*Given problem:* Render each line of the records below as one string in a JSON list, omitting blank lines.

---- Material provided

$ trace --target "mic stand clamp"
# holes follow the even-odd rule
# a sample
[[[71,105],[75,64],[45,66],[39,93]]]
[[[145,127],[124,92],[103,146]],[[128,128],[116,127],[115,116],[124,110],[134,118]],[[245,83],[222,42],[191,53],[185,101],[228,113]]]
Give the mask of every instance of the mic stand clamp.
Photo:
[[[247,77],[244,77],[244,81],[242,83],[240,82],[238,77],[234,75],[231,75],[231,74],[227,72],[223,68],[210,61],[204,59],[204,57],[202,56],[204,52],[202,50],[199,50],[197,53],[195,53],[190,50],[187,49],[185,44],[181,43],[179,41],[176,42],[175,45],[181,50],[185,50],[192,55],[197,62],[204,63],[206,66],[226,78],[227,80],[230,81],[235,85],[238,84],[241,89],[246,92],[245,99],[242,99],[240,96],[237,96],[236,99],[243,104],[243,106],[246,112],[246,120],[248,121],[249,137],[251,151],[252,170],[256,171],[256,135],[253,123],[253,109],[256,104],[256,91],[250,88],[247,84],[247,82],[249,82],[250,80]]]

--------

*Final answer:*
[
  "$ trace --target \"mic stand clamp\"",
  "# holes follow the even-odd rule",
  "# a sample",
  "[[[71,105],[75,64],[45,66],[39,93]]]",
  "[[[145,127],[124,92],[103,146]],[[128,128],[116,127],[115,116],[124,110],[134,118]],[[245,83],[222,42],[191,53],[185,101],[228,113]]]",
  "Give the mask of every instance of the mic stand clamp.",
  "Photo:",
  "[[[247,77],[244,77],[244,81],[242,83],[240,82],[238,77],[234,75],[231,75],[231,74],[227,72],[223,68],[210,61],[204,59],[204,57],[202,56],[204,52],[202,50],[199,50],[197,53],[195,53],[190,50],[187,49],[185,44],[181,43],[179,41],[176,42],[175,45],[181,50],[185,50],[192,55],[197,62],[204,63],[206,66],[226,78],[227,80],[230,81],[235,85],[238,84],[241,89],[246,92],[245,99],[242,99],[240,96],[237,96],[236,99],[243,104],[243,106],[246,112],[246,120],[248,121],[249,137],[251,151],[252,170],[256,171],[256,135],[253,123],[253,109],[256,104],[256,91],[250,88],[247,84],[247,82],[249,82],[250,80]]]"
]